TEXT EXCERPT:

---

The problem: two scientists in Britain had devised a complex process for manufacturing antibodies, which might ultimately lead to a cure for certain cancers, but nobody was actually making them.

The solution was for someone to finance a business, someone like Howard ("Ted") Greene, 42, who boasts a Harvard M.B.A. and lots of financial connections. But Greene had no idea what he would have to face. "Fear," he says now, "is a very, very important factor in entrepreneurial success."

What the two medical researchers had discovered in 1975 was that if a cancer cell from a mouse is fused with a white blood cell that produces a specific antibody, then the hybrid cell can be cloned indefinitely and the antibodies separated from it. At the least, these monoclonal antibodies could be used for diagnosis of many ills; if proved safe, they might cure them. That all seemed a little remote to Greene, who was a successful marketing executive at Baxter Travenol Laboratories, but it stirred a response in Ivor Royston, an associate professor of medicine at the University of California, San Diego, who saw possibilities and began searching for someone to take charge. A venture- capital executive brought him together with Greene.

When Greene became chairman of Hybritech, Inc., in January 1979, it consisted of little more than a name and some rented lab space in La Jolla. "We had a cell biologist, a protein chemist, a secretary and somebody to clean the animal cages," says Greene, "and that was about it. We had $300,000, but it looked like we were going to run dry by August."

In June, after Hybritech's scientists proved they could fuse cells commercially, Greene found three venture-capital firms to invest $1.6 million, which then seemed "an astronomical amount of money." By the end of the year, the scientists produced the world's first commercially manufactured monoclonal antibody, which acted against hepatitis. Licensed just for research, Hybritech sold only $10,000 worth of the first batch, mostly to inquisitive rival labs.

---

DATA SEGMENT:
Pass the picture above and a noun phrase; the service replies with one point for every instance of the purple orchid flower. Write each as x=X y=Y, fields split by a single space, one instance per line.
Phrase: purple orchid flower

---

BRIEF 1:
Decide whether each statement below agrees with the Hybritech excerpt. For each one, answer yes or no and quote the words from the excerpt that settle it.
(a) The two researchers made their discovery about fused cells in 1975.
(b) Greene was an associate professor of medicine at the University of California, San Diego.
(c) Hybritech sold $10,000 worth of its first batch of monoclonal antibody.
BRIEF 2:
Copy the Hybritech excerpt word for word from "The problem: two" to "actually making them.".

RESPONSE BOX 1:
(a) Yes: "What the two medical researchers had discovered in 1975"
(b) No: "Ivor Royston, an associate professor of medicine at the University of California, San Diego"
(c) Yes: "Hybritech sold only $10,000 worth of the first batch"

RESPONSE BOX 2:
The problem: two scientists in Britain had devised a complex process for manufacturing antibodies, which might ultimately lead to a cure for certain cancers, but nobody was actually making them.